**Required task**: Are you able to quote each entry exactly as written?

(Excerpt from a dataset)
■ ■ ■ ■ ■ ■ ■
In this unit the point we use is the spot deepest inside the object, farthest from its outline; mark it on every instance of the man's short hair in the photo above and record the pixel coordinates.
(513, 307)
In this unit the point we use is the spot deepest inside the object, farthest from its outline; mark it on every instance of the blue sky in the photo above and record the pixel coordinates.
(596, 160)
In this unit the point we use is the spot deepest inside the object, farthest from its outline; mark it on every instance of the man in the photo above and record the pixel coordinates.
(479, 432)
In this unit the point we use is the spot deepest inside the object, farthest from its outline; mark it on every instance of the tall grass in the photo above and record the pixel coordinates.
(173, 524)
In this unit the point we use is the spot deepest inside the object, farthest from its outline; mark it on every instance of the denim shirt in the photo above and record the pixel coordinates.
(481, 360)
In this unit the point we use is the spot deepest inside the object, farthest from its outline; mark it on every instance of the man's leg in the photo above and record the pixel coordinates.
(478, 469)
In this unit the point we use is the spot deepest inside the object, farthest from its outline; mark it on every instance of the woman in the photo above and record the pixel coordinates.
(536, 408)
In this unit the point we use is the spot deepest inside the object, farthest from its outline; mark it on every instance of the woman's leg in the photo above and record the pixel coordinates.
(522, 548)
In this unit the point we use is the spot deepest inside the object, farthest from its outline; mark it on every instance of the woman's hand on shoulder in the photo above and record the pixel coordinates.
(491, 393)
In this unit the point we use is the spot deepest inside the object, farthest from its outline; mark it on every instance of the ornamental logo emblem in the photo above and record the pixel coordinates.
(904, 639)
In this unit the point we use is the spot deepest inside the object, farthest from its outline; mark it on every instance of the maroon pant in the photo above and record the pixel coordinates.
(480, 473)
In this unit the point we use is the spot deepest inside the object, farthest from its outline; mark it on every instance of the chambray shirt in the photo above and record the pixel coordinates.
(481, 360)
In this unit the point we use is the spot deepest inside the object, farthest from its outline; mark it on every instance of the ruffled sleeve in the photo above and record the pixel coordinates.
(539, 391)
■ ■ ■ ■ ■ ■ ■
**Exercise solution**:
In this unit the point we use is the spot deepest inside the object, farthest from its outline; mark it on every instance of the man's short hair in the photo above and record the pixel coordinates.
(513, 307)
In this unit the point we use is the spot deepest inside the object, farthest from its outline; mark it on every instance of the blue sky in the photo above and record the pixel coordinates.
(596, 160)
In this unit the point we use is the spot deepest inside the object, farthest from its outline; mark it on every instance of the man in the photo above and record the pixel coordinates.
(479, 432)
In this unit the point we use is the spot deepest inside the object, farthest from its outline; mark it on every instance of the tall grass in the photo above and record the pixel coordinates.
(173, 524)
In this unit the point we use is the spot deepest inside the object, farthest from its outline; mark it on every instance of the denim shirt in the photo above and record the pixel coordinates.
(481, 360)
In this unit the point we use is the spot deepest inside the object, farthest from its outline; mark it on every instance of the man's leg in the photo above and record the pixel coordinates.
(478, 469)
In this unit the point we use is the spot deepest inside the object, farthest from its outline; mark it on every instance of the woman in the photo above and record the pixel coordinates.
(536, 408)
In this unit the point we use is the spot deepest inside the object, farthest from its outline; mark it on every instance of the woman's leg in the photo above and record the pixel coordinates.
(522, 548)
In this unit the point we use is the spot deepest inside the object, farthest from its outline; mark it on every instance of the woman's hand on shoulder in the photo above and record the pixel coordinates.
(491, 393)
In this unit the point we use is the spot deepest inside the object, farthest from its outline; mark it on every instance of the ornamental logo emblem in the photo above and record the pixel coordinates.
(904, 639)
In this unit the point we use is the spot deepest inside the object, farthest from its outline; mark it on every instance of the maroon pant in the photo above and record the pixel coordinates.
(480, 473)
In this unit the point we use is the spot deepest inside the object, farthest from its outline; mark it on every instance of the chambray shirt in the photo above and record the pixel coordinates.
(481, 360)
In this unit the point we use is the spot deepest inside the object, farthest from its outline; mark it on every instance of the ruffled sleeve in the photo above and record the pixel coordinates.
(539, 391)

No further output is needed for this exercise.